• _Task details_
Rewrite the items from the beginning through the line that contains "x=206 y=125", replacing "photograph" with "image" and keeping everything else the same. Omit the pictures from your answer.

Dataset records
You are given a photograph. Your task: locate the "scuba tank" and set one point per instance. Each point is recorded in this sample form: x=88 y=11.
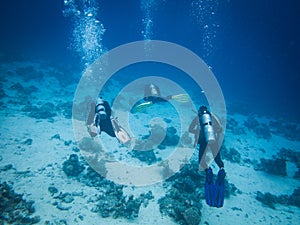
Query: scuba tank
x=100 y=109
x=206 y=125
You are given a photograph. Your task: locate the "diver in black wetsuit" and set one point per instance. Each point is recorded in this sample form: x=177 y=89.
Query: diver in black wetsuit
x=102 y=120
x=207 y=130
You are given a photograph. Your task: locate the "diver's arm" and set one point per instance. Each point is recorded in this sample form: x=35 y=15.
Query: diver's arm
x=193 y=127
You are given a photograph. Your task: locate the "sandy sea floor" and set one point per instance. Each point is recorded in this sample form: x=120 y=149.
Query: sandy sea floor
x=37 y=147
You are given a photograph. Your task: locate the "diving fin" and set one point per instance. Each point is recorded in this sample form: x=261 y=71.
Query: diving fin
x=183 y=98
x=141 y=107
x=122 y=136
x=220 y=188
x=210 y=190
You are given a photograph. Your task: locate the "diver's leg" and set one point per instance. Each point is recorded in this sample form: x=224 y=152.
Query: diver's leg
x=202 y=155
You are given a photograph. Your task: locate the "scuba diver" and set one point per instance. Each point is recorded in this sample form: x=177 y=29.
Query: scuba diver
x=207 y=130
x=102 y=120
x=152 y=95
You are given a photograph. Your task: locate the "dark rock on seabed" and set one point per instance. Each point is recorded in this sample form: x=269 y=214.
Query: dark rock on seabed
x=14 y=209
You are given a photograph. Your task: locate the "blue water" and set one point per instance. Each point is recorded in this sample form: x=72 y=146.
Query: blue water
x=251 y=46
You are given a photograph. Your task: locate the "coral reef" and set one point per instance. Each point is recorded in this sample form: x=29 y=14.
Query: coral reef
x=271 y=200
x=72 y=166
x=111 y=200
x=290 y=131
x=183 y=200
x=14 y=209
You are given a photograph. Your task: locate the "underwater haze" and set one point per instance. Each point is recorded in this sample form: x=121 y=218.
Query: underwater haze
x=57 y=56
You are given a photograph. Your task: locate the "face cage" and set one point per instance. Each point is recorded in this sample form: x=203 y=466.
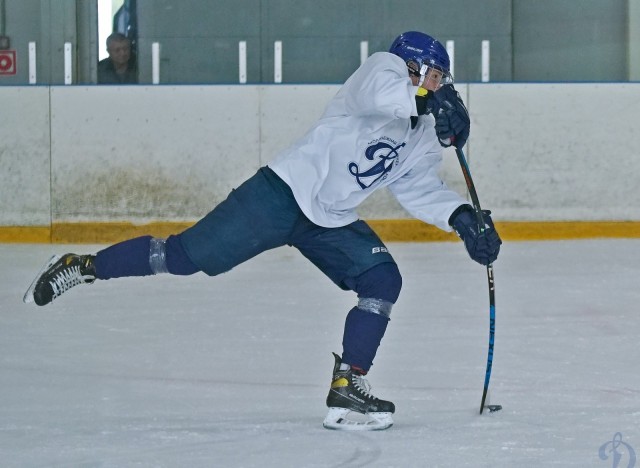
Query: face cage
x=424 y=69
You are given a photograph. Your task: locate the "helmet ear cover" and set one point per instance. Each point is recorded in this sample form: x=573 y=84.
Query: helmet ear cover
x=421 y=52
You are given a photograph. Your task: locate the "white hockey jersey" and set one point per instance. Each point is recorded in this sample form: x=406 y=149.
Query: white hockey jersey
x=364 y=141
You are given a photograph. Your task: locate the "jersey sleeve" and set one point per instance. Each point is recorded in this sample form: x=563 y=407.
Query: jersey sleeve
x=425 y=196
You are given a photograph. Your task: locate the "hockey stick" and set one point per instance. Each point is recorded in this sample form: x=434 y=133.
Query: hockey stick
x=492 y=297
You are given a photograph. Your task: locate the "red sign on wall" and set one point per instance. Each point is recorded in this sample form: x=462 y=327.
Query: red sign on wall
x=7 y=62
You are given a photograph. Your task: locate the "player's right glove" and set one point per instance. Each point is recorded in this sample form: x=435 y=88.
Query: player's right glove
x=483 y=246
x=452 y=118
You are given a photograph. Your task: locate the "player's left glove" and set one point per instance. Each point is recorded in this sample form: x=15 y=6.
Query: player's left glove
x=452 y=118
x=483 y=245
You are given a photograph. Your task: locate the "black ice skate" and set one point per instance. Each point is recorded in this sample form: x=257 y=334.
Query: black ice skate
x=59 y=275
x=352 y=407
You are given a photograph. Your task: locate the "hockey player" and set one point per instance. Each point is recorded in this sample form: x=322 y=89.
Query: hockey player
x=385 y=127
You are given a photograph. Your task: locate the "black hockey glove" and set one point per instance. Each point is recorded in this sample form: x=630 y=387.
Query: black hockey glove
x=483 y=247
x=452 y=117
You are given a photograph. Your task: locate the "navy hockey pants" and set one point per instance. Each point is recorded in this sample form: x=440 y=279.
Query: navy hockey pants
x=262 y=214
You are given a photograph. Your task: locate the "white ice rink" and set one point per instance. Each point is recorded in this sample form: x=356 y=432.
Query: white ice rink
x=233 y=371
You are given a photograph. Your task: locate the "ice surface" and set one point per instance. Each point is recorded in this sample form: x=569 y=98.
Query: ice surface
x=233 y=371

• _Finished task_
You are given a image. Your task: locate the "scuba tank" and set one point per instance. Each point is recorded in this sample form: x=88 y=11.
Query: scuba tank
x=100 y=109
x=206 y=125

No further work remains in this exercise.